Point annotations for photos

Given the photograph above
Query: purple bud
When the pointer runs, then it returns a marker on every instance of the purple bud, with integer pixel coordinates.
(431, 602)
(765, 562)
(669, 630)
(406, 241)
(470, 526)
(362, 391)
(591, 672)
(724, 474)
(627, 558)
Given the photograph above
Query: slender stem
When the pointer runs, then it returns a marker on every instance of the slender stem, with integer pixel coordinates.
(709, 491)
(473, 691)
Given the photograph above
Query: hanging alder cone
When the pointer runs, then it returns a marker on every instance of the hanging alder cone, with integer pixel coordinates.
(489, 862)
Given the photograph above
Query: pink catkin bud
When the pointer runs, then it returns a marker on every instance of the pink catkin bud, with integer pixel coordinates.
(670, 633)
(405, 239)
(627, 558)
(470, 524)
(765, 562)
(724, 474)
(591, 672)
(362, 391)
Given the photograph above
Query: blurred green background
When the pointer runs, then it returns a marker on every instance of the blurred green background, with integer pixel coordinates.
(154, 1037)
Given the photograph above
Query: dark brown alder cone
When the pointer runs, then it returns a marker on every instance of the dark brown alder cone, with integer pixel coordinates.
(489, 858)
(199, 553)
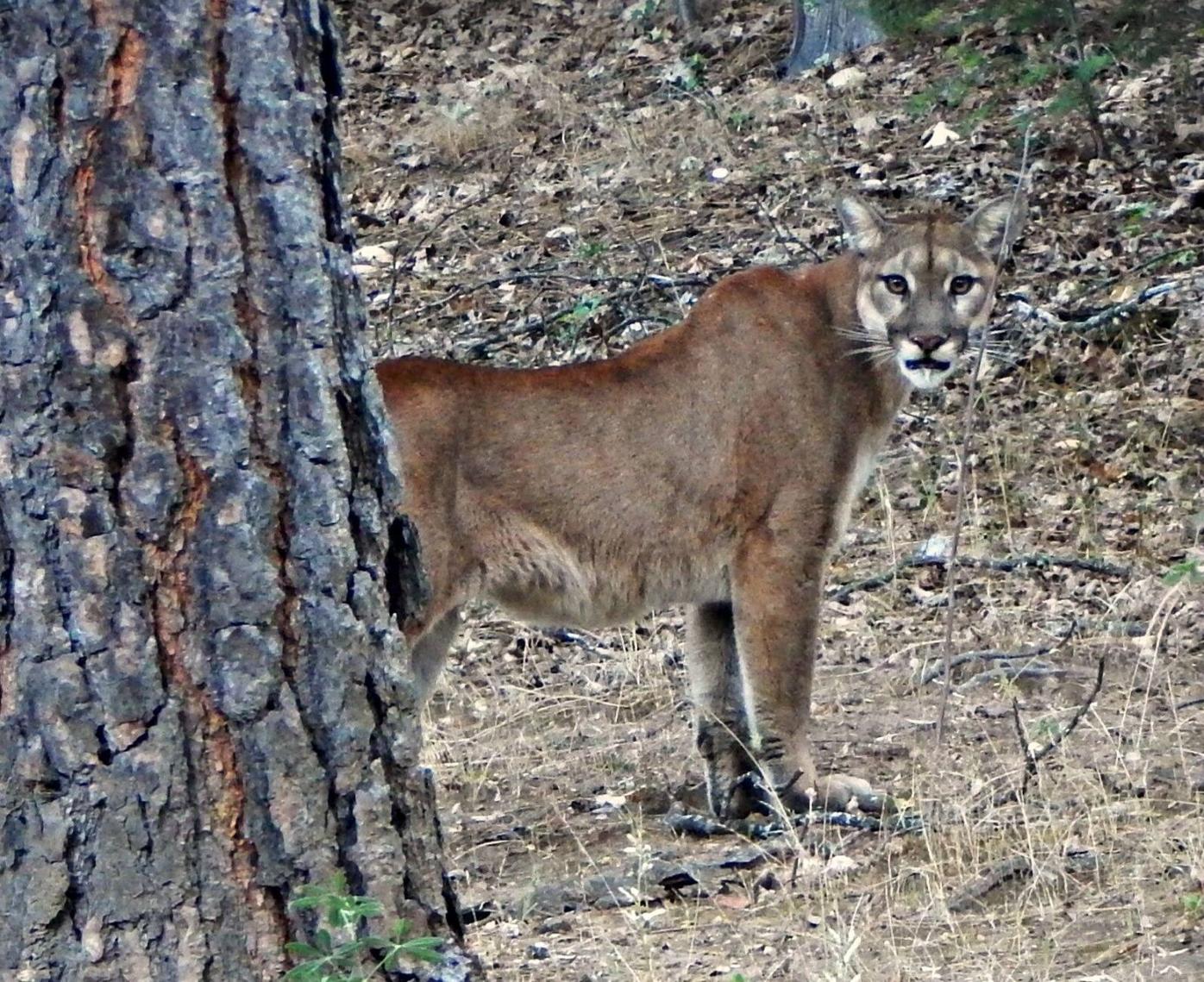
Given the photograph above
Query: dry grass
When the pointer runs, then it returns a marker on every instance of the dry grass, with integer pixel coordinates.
(556, 759)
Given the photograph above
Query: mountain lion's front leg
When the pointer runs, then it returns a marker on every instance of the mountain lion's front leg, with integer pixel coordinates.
(777, 586)
(720, 717)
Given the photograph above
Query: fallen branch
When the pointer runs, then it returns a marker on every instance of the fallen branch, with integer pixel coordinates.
(937, 671)
(705, 827)
(1082, 322)
(1033, 756)
(1012, 672)
(1119, 310)
(1013, 868)
(1036, 561)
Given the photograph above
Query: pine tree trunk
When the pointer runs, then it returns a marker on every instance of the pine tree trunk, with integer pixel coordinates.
(824, 29)
(203, 698)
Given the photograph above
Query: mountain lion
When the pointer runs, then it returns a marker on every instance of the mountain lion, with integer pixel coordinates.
(713, 465)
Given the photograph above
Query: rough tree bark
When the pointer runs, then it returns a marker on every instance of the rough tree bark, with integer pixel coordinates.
(203, 702)
(823, 29)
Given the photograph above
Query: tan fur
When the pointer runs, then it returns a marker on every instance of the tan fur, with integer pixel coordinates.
(713, 465)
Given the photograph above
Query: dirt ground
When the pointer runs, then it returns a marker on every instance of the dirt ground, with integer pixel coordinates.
(542, 182)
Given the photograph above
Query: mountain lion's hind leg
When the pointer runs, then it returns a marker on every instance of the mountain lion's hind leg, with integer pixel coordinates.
(720, 721)
(430, 651)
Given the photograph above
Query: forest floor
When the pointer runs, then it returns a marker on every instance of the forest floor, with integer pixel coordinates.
(544, 182)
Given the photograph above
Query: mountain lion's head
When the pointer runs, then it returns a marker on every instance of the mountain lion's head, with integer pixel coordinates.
(926, 282)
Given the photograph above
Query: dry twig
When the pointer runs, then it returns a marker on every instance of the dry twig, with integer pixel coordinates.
(967, 430)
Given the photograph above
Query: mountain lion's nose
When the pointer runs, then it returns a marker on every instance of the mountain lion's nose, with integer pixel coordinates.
(927, 343)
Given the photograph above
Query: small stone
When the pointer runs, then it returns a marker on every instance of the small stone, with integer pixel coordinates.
(847, 78)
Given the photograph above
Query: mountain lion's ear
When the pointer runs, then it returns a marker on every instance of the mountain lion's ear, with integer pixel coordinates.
(863, 222)
(997, 224)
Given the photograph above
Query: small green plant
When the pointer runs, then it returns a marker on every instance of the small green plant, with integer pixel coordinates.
(1188, 572)
(1136, 216)
(1048, 729)
(341, 948)
(568, 325)
(696, 72)
(921, 103)
(593, 249)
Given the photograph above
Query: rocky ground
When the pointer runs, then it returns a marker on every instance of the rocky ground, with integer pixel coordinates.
(541, 182)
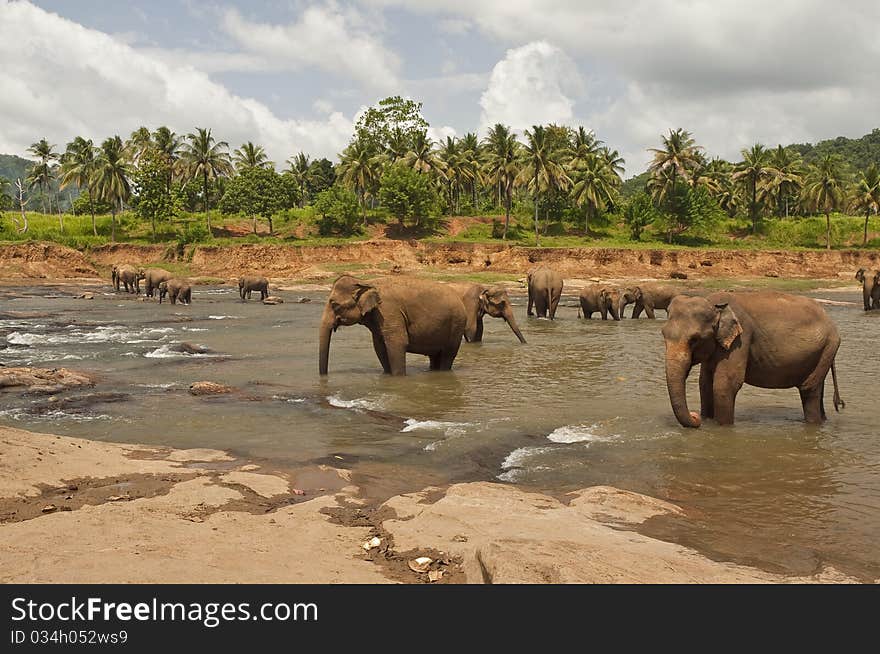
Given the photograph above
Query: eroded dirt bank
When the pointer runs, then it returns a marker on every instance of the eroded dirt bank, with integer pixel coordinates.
(74, 510)
(49, 261)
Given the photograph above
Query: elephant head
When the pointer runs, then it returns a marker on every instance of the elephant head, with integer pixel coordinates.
(496, 303)
(350, 303)
(610, 297)
(695, 330)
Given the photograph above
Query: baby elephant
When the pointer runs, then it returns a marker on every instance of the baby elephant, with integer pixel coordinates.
(175, 289)
(246, 285)
(604, 299)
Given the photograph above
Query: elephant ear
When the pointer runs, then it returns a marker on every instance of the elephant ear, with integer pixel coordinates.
(367, 298)
(727, 327)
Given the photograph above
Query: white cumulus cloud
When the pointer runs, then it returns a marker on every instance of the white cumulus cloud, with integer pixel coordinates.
(533, 84)
(60, 80)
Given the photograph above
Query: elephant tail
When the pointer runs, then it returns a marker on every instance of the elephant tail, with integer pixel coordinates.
(838, 402)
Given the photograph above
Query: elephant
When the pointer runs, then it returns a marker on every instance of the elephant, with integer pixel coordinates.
(128, 276)
(403, 315)
(480, 300)
(175, 289)
(153, 277)
(545, 289)
(870, 288)
(763, 338)
(247, 284)
(647, 297)
(604, 299)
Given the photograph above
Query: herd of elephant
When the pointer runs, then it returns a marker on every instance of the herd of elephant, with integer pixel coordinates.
(765, 339)
(176, 289)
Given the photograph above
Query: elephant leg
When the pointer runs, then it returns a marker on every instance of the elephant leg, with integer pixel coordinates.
(811, 399)
(381, 353)
(707, 391)
(478, 333)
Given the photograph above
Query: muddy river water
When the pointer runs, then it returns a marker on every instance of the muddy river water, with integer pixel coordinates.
(583, 403)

__What is required__. Transcribe the entries above verbatim, omitting their pictures.

__Finished exercise__.
Given the photograph above
Query: purple bud
When the pointer runs, then it returns a marker on every instance of the purple bud, with integer pixel coordinates.
(431, 602)
(765, 562)
(669, 630)
(406, 241)
(470, 526)
(362, 391)
(591, 672)
(724, 474)
(627, 558)
Given the photograph above
Query: slender stem
When the pointer runs, then it returns a marker on every instance of the slender stem, with integer pixel coordinates.
(709, 491)
(473, 691)
Given the photograph above
Query: hanging alder cone
When the pointer runs, then it returns a marker on every instance of the hanging alder cone, with integer pixel coordinates.
(489, 862)
Given the photograph above
Query: pink catkin bud
When the pointer runs, then it returns a marker on every instance of the pink catkin bud, with integer pixel coordinates.
(670, 633)
(405, 239)
(627, 558)
(470, 524)
(765, 562)
(724, 474)
(591, 672)
(362, 391)
Given the photograph above
Query: blurred green background
When the pointer runs, then it returns a marker on every instance of the blurred green background, with integer pixel coordinates.
(154, 1037)
Given the photograph above
Query: dark brown alder cone
When the pointer runs, then it returns a marker on every instance of the dark brown alder cone, with integer pixel coordinates.
(489, 858)
(199, 553)
Given the photograph above
Query: dry grass
When the pointer runs, then it returns a marker on every instance of the dry grass, with integer pixel coordinates.
(556, 759)
Given the photograph above
Query: mountain lion's front leg
When the pointer runs, then it returns a marker on every instance of the mountain lion's front leg, with integer pixel coordinates.
(777, 586)
(720, 717)
Given the photograph above
Query: fallen branch
When the pointer runs, then it returns a marker on every instance of the fallen branch, with integer pixel coordinates.
(937, 671)
(705, 827)
(1082, 322)
(1033, 756)
(1012, 672)
(1119, 310)
(1013, 868)
(1036, 561)
Given the photograph above
Query: pine tree trunk
When the pointer runs, then it returns a marker on every instance of the pine tree trunk, with integer pixel coordinates.
(824, 29)
(203, 698)
Given the photograph above
Query: mountain lion
When the pointer runs, then it returns a marker on every instance of the mountain lion, with integer pixel coordinates.
(713, 465)
Given the photograph above
Query: rough tree bark
When the pointer runs, then it returns a marker on every instance of the rough tree bark, with integer pixel coordinates.
(203, 702)
(823, 29)
Given the photograph above
Query: tan fur
When the pointer runs, then it returns a marker on every instance of the tan fur, with integer pixel coordinates.
(713, 465)
Given the photograph above
Query: dirt ground
When the pointer runs, then it returns a marker on every instance of the dirt ground, with integer pixel coordinates.
(542, 182)
Given the photograph above
Query: mountain lion's hind leg
When the pointer runs, then it returns a marker on every instance of the mountain lion's hind leg, with integer pixel coordinates.
(720, 721)
(430, 651)
Given the photograph above
Query: forest floor
When the pointer runs, then it returns a marker on every instance of the forest floor, with integer pixel coordinates.
(544, 182)
Given the photograph above
Query: mountain lion's head
When the pointer runs, then it returns a marker on every instance of the mountain lion's head, with integer pixel coordinates.
(926, 282)
Given the photograph above
Query: dry twig
When the pointer runs, then it returns a marker on every instance of the dry twig, with integer pixel coordinates.
(967, 430)
Given the photograph above
Query: mountain lion's nose
When the pointer runs, then it returns a marker on every instance of the mountain lion's nose, with integer pixel coordinates.
(927, 343)
Given the photograph above
Query: small stone
When the pointer runs, then it returns a marker on every instance of the small stone, with integer pixel coordinates.
(847, 78)
Given the photograph above
Query: mountain lion's ear
When the pointer runs, then it returns a marker on every instance of the mountain lion's ear, with integer pixel coordinates.
(863, 222)
(997, 224)
Given the photograph above
Query: small green plant
When the pointer runs, then it returns a marker on every instance of the small green plant, with integer pixel coordinates.
(1188, 572)
(1136, 216)
(1048, 729)
(341, 948)
(568, 325)
(696, 72)
(921, 103)
(593, 249)
Given the photograph above
Query: rocky ground
When the pointer runs, then it returns a marker on every instance of the rocky ground, with integer pixel coordinates.
(541, 182)
Given the photograph above
Query: eroded dirt bank
When the pointer runs, then it returns a marker on every instance of the eroded dirt bank, with integer pixel coordinates.
(74, 510)
(49, 261)
Given the photograph above
Query: elephant head
When the pointer runs, then it returns a marker on every instance of the elephant head, with integer pixel coordinates.
(496, 303)
(350, 303)
(610, 297)
(695, 330)
Given the photograph above
Query: baby elephant
When the pointer runs, then it returns a marker on every instance of the baby elephant, with integer pixel coordinates.
(175, 289)
(246, 285)
(604, 299)
Given the photograph above
Query: elephant ear
When the pointer runs, then it returns a marker on every instance of the elephant ear, with integer pixel coordinates.
(367, 298)
(727, 327)
Given the photograph above
Query: white cumulus cloud
When the pointer runs, then it returns a marker on every instance of the white cumulus cloud, with integer pixel coordinates.
(533, 84)
(60, 80)
Given the photograph above
Query: elephant tail
When the pointer runs, then it returns a marker on every instance of the elephant tail, with integer pixel coordinates.
(838, 402)
Given the photograph above
Query: elephant
When the pointer runs, then it returns a marker on every instance of the elephant, with integer pixel coordinates.
(128, 276)
(403, 315)
(480, 300)
(175, 289)
(153, 277)
(545, 289)
(870, 288)
(763, 338)
(247, 284)
(647, 297)
(604, 299)
Given the photograph above
Query: herd of elephant
When the pointer runs, then it returns a marker on every instance of the herd of elephant, with integer pixel coordinates.
(765, 339)
(176, 289)
Given the photograph above
Query: elephant leg
When the pointer runs, then it returns a marker on every instance of the elephant leg, with integer pixel coordinates.
(811, 399)
(381, 353)
(707, 391)
(478, 333)
Given the photograph above
Query: muddy river water
When the pointer runs, then it returns a marker on every instance of the muddy river water, with integer pixel coordinates.
(583, 403)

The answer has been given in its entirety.